Recorded data

* * * * *

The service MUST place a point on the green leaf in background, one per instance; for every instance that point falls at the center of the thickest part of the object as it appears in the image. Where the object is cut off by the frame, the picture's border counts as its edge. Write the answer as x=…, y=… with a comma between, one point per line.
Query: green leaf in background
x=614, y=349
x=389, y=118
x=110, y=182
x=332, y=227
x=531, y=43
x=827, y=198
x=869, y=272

* * * * *

Convert each line of the material above into a Markdown table with two columns, Row and Line. Number the rows in order and leave out any blank lines.

→ **Solution for this problem**
| Row | Line |
|---|---|
| 1 | The service MUST place a point on the green leaf in background, one per instance; for every instance that point falls at the center of the thickest part of the object as it appears in the image. Where the object is cut off by the frame, the picture's border counts as its edge. Write the answer as x=…, y=… with a comma between, one point per line. |
| 2 | Query: green leaf in background |
| 3 | x=614, y=349 |
| 4 | x=389, y=118 |
| 5 | x=110, y=182 |
| 6 | x=332, y=227 |
| 7 | x=531, y=43 |
| 8 | x=827, y=198 |
| 9 | x=869, y=272 |